Task requirements: Render the data below as a Markdown table with the columns "No." and "Text", one row per line, numbered in order. Skip blank lines, and leave out the pictures.

Listed records:
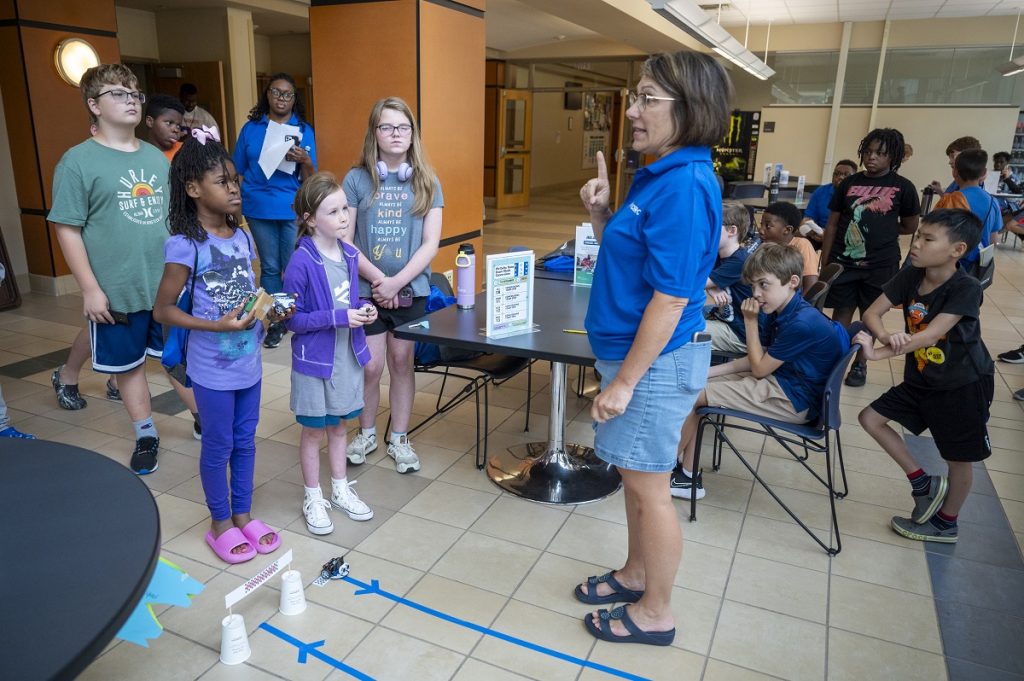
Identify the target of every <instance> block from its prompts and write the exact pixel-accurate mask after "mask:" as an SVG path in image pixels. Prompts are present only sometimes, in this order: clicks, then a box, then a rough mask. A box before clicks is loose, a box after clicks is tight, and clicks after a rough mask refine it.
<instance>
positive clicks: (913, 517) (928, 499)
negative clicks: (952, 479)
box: [910, 475, 949, 525]
mask: <svg viewBox="0 0 1024 681" xmlns="http://www.w3.org/2000/svg"><path fill="white" fill-rule="evenodd" d="M948 492H949V481H948V480H947V479H946V478H945V476H942V475H933V476H932V480H931V483H930V484H929V486H928V494H927V495H923V496H921V497H914V498H913V514H912V515H911V516H910V519H911V520H913V521H914V522H916V523H918V524H919V525H920V524H922V523H924V522H928V521H929V520H931V519H932V516H933V515H935V513H936V512H937V511H938V510H939V509H940V508H942V502H944V501H945V500H946V493H948Z"/></svg>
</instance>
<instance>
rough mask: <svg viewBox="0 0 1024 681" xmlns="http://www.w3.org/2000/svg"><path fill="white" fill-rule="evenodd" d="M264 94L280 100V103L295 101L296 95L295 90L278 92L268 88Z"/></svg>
mask: <svg viewBox="0 0 1024 681" xmlns="http://www.w3.org/2000/svg"><path fill="white" fill-rule="evenodd" d="M266 93H267V95H269V96H271V97H273V98H274V99H281V100H282V101H292V100H293V99H295V94H296V93H295V90H279V89H278V88H275V87H268V88H267V89H266Z"/></svg>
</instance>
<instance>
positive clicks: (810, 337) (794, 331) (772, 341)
mask: <svg viewBox="0 0 1024 681" xmlns="http://www.w3.org/2000/svg"><path fill="white" fill-rule="evenodd" d="M761 345H762V346H763V347H764V348H765V351H767V352H768V354H770V355H771V356H772V357H774V358H775V359H778V360H779V361H782V363H784V364H783V365H782V366H781V367H779V368H778V369H776V370H775V373H774V374H772V375H773V376H774V377H775V378H776V379H777V380H778V384H779V386H780V387H781V388H782V392H784V393H785V396H786V397H788V398H790V401H791V402H793V409H794V410H796V411H797V412H798V413H799V412H803V411H804V410H805V409H806V410H807V420H808V421H810V420H813V419H815V418H817V416H818V413H819V412H820V411H821V409H820V408H821V397H822V396H823V395H824V392H825V382H826V381H827V380H828V374H829V373H831V370H833V368H834V367H835V366H836V363H837V361H839V360H840V357H842V356H843V352H845V351H846V349H847V348H848V347H850V337H849V336H848V335H847V333H846V330H845V329H843V327H841V326H840V325H839V324H836V323H834V322H831V321H830V320H829V318H828V317H826V316H825V315H824V314H822V313H821V312H819V311H818V310H816V309H815V308H814V307H812V306H811V305H810V304H808V303H807V301H806V300H804V298H803V297H802V296H801V295H800V294H794V296H793V298H792V299H791V300H790V302H788V303H786V305H785V307H783V308H782V309H781V310H778V311H776V312H772V313H771V314H769V315H767V318H766V321H765V324H763V325H761Z"/></svg>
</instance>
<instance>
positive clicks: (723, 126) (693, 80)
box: [640, 50, 733, 146]
mask: <svg viewBox="0 0 1024 681" xmlns="http://www.w3.org/2000/svg"><path fill="white" fill-rule="evenodd" d="M640 75H641V76H646V77H647V78H650V79H651V80H652V81H654V82H655V83H657V84H658V85H660V86H662V87H663V88H665V90H666V92H668V93H669V94H670V95H671V96H673V97H675V99H676V100H675V101H673V102H672V104H673V105H672V120H673V123H674V127H675V132H674V134H673V139H672V144H673V145H675V146H713V145H715V144H717V143H719V142H720V141H721V140H722V138H723V137H725V133H726V132H728V130H729V112H730V102H731V100H732V94H733V91H732V82H731V81H730V80H729V75H728V74H727V73H726V72H725V69H724V68H723V67H722V65H721V63H719V62H718V61H717V60H716V59H715V57H713V56H711V55H710V54H702V53H700V52H691V51H688V50H680V51H679V52H673V53H672V54H667V53H662V54H654V55H652V56H650V57H648V58H647V60H646V61H644V63H643V68H642V69H641V71H640Z"/></svg>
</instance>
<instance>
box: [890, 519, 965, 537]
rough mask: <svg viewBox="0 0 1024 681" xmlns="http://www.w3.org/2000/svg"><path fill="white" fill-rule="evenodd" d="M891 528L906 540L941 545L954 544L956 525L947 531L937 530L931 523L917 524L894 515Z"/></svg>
mask: <svg viewBox="0 0 1024 681" xmlns="http://www.w3.org/2000/svg"><path fill="white" fill-rule="evenodd" d="M892 526H893V529H895V530H896V534H897V535H902V536H903V537H905V538H907V539H912V540H915V541H918V542H940V543H942V544H955V543H956V535H957V527H956V525H953V526H952V527H949V528H947V529H939V528H938V527H936V526H935V525H934V524H932V523H931V522H926V523H924V524H919V523H916V522H914V521H913V520H911V519H910V518H901V517H899V516H898V515H896V516H893V520H892Z"/></svg>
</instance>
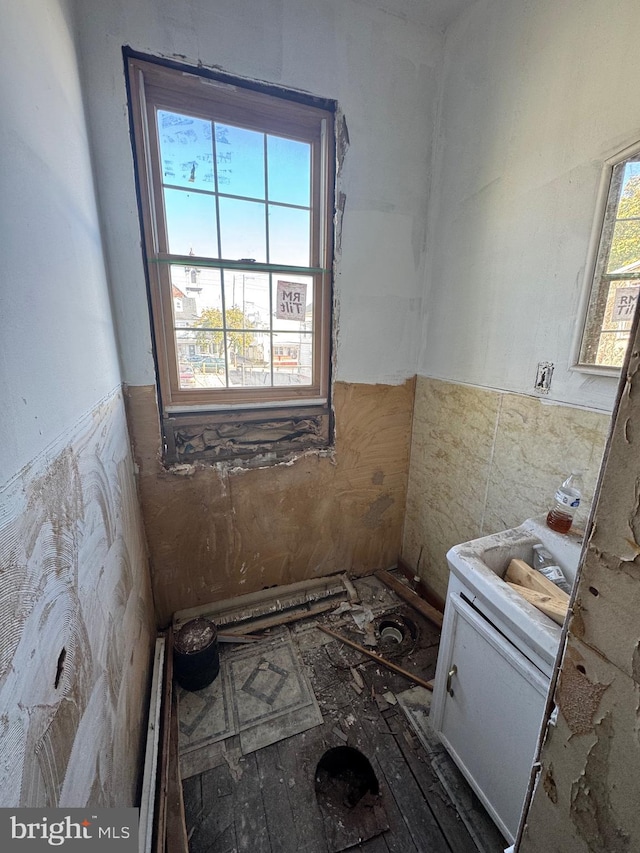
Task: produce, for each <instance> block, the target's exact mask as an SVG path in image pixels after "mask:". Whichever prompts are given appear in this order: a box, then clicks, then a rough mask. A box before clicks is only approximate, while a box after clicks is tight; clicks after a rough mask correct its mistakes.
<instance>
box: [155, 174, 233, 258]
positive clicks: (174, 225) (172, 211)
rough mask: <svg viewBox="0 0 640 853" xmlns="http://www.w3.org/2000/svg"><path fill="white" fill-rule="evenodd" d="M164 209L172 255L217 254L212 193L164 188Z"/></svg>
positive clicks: (207, 254)
mask: <svg viewBox="0 0 640 853" xmlns="http://www.w3.org/2000/svg"><path fill="white" fill-rule="evenodd" d="M164 209H165V216H166V220H167V241H168V249H169V252H170V253H171V254H172V255H190V254H193V255H198V256H200V257H210V258H217V257H219V254H218V232H217V227H216V202H215V198H214V196H210V195H203V194H202V193H193V192H185V191H184V190H170V189H166V188H165V190H164Z"/></svg>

Task answer:
| No. | Text |
|---|---|
| 1 | Identify the target of every <instance> block from its prompts and write the exact pixel-accurate mask after "mask:" as an SVG path in image pixels. Prompts are present only sometimes, in this order: clicks, then a box, then a rough mask. A box before clicks is loose, a box after clicks is tight, and clicks after a rough mask refine it. |
| 2 | <instance> |
| 3 | positive clicks: (913, 517) (928, 499) |
| 4 | negative clicks: (952, 479) |
| 5 | box: [910, 475, 949, 525] |
| 6 | mask: <svg viewBox="0 0 1024 681" xmlns="http://www.w3.org/2000/svg"><path fill="white" fill-rule="evenodd" d="M948 492H949V481H948V480H947V479H946V478H945V476H942V475H933V476H932V480H931V483H930V484H929V486H928V494H927V495H923V496H921V497H914V498H913V514H912V515H911V516H910V519H911V520H913V521H914V522H916V523H918V524H919V525H920V524H922V523H924V522H928V521H929V520H931V519H932V516H933V515H935V513H936V512H937V511H938V510H939V509H940V508H942V502H944V501H945V500H946V493H948Z"/></svg> |
| 7 | </instance> |
| 8 | <instance> |
| 9 | rough mask: <svg viewBox="0 0 1024 681" xmlns="http://www.w3.org/2000/svg"><path fill="white" fill-rule="evenodd" d="M264 94L280 100V103L295 101L296 95L295 90L278 92L268 88Z"/></svg> |
| 10 | mask: <svg viewBox="0 0 1024 681" xmlns="http://www.w3.org/2000/svg"><path fill="white" fill-rule="evenodd" d="M266 93H267V95H269V96H271V97H273V98H274V99H281V100H282V101H292V100H293V99H295V94H296V93H295V90H279V89H278V88H275V87H268V88H267V89H266Z"/></svg> |
| 11 | </instance> |
| 12 | <instance> |
| 13 | positive clicks: (810, 337) (794, 331) (772, 341) |
| 14 | mask: <svg viewBox="0 0 1024 681" xmlns="http://www.w3.org/2000/svg"><path fill="white" fill-rule="evenodd" d="M761 345H762V346H763V347H764V348H765V351H767V352H768V354H770V355H771V356H772V357H774V358H775V359H778V360H779V361H782V363H784V364H783V365H782V366H781V367H779V368H778V369H776V370H775V373H774V374H772V375H773V376H774V377H775V378H776V379H777V380H778V384H779V386H780V387H781V388H782V392H784V393H785V396H786V397H788V398H790V401H791V402H793V409H794V410H796V411H797V412H798V413H799V412H803V411H804V410H805V409H806V410H807V420H808V421H810V420H813V419H815V418H817V416H818V413H819V412H820V411H821V409H820V408H821V397H822V396H823V395H824V392H825V382H826V381H827V380H828V374H829V373H831V370H833V368H834V367H835V366H836V363H837V361H839V360H840V357H842V356H843V352H845V351H846V349H847V348H848V347H850V337H849V336H848V335H847V333H846V330H845V329H843V327H841V326H840V325H839V324H836V323H834V322H831V321H830V320H829V318H828V317H826V316H825V315H824V314H822V313H821V312H819V311H818V310H816V309H815V308H814V307H812V306H811V305H810V304H808V303H807V301H806V300H804V298H803V297H802V296H801V295H800V294H794V296H793V298H792V299H791V300H790V302H788V303H786V305H785V307H783V308H782V309H781V310H778V311H776V312H772V313H771V314H769V315H767V318H766V321H765V324H763V325H761Z"/></svg> |
| 15 | </instance> |
| 16 | <instance> |
| 17 | positive clicks: (723, 126) (693, 80) |
| 18 | box: [640, 50, 733, 146] |
| 19 | mask: <svg viewBox="0 0 1024 681" xmlns="http://www.w3.org/2000/svg"><path fill="white" fill-rule="evenodd" d="M640 75H641V76H646V77H647V78H650V79H651V80H652V81H654V82H655V83H657V84H658V85H660V86H662V87H663V88H665V90H666V92H668V93H669V94H670V95H671V96H673V97H675V99H676V100H675V101H673V102H672V104H673V105H672V120H673V123H674V127H675V132H674V134H673V139H672V144H673V145H675V146H713V145H715V144H717V143H719V142H720V141H721V140H722V138H723V137H725V133H726V132H728V130H729V112H730V102H731V100H732V94H733V91H732V82H731V81H730V80H729V75H728V74H727V73H726V72H725V69H724V68H723V67H722V65H721V63H719V62H718V61H717V60H716V59H715V57H713V56H711V55H710V54H702V53H700V52H691V51H688V50H680V51H679V52H673V53H672V54H667V53H662V54H654V55H652V56H650V57H648V58H647V60H646V61H644V63H643V68H642V69H641V71H640Z"/></svg> |
| 20 | </instance> |
| 21 | <instance> |
| 22 | box: [890, 519, 965, 537] |
| 23 | rough mask: <svg viewBox="0 0 1024 681" xmlns="http://www.w3.org/2000/svg"><path fill="white" fill-rule="evenodd" d="M891 528L906 540L941 545L954 544L956 525L947 531L937 530L931 523L917 524L894 515Z"/></svg> |
| 24 | mask: <svg viewBox="0 0 1024 681" xmlns="http://www.w3.org/2000/svg"><path fill="white" fill-rule="evenodd" d="M892 526H893V529H895V530H896V534H897V535H902V536H903V537H905V538H907V539H912V540H915V541H918V542H940V543H942V544H955V543H956V535H957V527H956V525H953V526H952V527H949V528H947V529H939V528H938V527H936V526H935V525H934V524H932V523H931V522H926V523H924V524H919V523H916V522H914V521H913V520H911V519H910V518H901V517H899V516H898V515H896V516H893V520H892Z"/></svg> |
| 25 | </instance> |
| 26 | Task: produce, for each <instance> block, the target's exact mask as an SVG path in image pixels after "mask:". Whichever prompts are given appear in this order: a box, then clicks, then a rough mask. A box before clicks is only approximate, while a box after clicks is tight; clicks after a rough mask correct its mistakes. |
| 27 | <instance> |
| 28 | box: [155, 174, 233, 258] |
| 29 | positive clicks: (174, 225) (172, 211) |
| 30 | rough mask: <svg viewBox="0 0 640 853" xmlns="http://www.w3.org/2000/svg"><path fill="white" fill-rule="evenodd" d="M164 209L172 255L217 254L212 193L164 188Z"/></svg> |
| 31 | positive clicks: (207, 254) |
| 32 | mask: <svg viewBox="0 0 640 853" xmlns="http://www.w3.org/2000/svg"><path fill="white" fill-rule="evenodd" d="M164 209H165V216H166V220H167V241H168V249H169V252H170V253H171V254H172V255H190V254H193V255H198V256H200V257H210V258H217V257H219V254H218V232H217V227H216V202H215V198H214V196H210V195H203V194H202V193H193V192H185V191H184V190H170V189H166V188H165V190H164Z"/></svg> |